• Problem requirements
Extend the passage on work-life balance from its last sentence, keeping its line of argument.

• Document passage
As reported in The Wall Street Journal‘s The Juggle blog, Jack Welch was quoted at a recent SHRM conference as saying “There is no such thing as balance.” While his comments set off a firestorm of response, fundamentally, I believe he is correct–there is no balance. However, his explanation of “why” needs updating.
He’s right that we need to stop talking about “balance.” The sooner we discontinue thinking that there’s a right answer or “balance,” the quicker we will see that every one of us has a different work+life fit at different times in our lives. There isn’t one way to make work and life fit together. Only what works for us and the realities of our jobs.

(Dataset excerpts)
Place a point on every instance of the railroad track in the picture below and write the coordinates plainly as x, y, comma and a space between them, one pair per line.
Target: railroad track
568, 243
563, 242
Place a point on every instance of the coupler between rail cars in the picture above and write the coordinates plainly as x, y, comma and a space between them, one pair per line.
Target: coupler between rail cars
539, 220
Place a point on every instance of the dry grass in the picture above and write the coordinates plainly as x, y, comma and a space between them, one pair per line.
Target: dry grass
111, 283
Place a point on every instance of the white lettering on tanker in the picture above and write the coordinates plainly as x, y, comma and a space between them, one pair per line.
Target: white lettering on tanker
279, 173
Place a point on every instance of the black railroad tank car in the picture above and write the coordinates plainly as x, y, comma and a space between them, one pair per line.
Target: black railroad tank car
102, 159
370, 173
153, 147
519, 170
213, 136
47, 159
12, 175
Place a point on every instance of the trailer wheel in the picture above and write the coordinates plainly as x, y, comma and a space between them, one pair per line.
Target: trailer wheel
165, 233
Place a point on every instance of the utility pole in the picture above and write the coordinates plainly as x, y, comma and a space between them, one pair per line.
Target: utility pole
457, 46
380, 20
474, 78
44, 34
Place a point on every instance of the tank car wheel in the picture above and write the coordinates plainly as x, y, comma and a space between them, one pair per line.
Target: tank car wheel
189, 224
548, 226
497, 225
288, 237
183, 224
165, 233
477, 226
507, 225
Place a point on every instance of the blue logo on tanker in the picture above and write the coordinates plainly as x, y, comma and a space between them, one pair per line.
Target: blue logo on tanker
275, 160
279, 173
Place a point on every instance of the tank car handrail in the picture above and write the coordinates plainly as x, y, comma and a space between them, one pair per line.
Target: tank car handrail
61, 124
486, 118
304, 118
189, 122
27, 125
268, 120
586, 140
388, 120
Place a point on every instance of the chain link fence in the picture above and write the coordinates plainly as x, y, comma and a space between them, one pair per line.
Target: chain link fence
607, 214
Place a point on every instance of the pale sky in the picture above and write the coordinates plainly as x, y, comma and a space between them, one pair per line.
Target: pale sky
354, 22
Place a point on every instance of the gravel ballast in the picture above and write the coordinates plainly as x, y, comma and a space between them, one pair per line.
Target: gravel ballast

• Answer space
But here’s where the “why” behind his argument needs to be updated:
Update #1: He, along with almost everyone else, is stuck in the land of the “all or nothing / CEO or stay at home parent” which is not where most of us live: Unfortunately, Jack Welch and many of those responding to his comments online are still stuck in the all-or-nothing, all work-or-no work dichotomy. This keeps us from seeing the many creative, flexible ways to manage our unique work+life fit that exist between the extreme all-work reality of a CEO like Jack Welch, or the no-work reality of a parent who chooses to leave the workforce for an extended period of time to care for their children. That doesn’t mean work-primary CEOs or life-primary stay-at-home parents are wrong. Their work+life fit choices work for them–but most of us live somewhere in the middle along that continuum.
Image how different this story would be if Jack Welch had responded to the question, “Look, I chose to become the CEO of GE therefore I had to give 100% of my time and attention to work. That was my choice; however, that isn’t the only way of managing work and life if your goal isn’t to become the CEO of a multi-national company.”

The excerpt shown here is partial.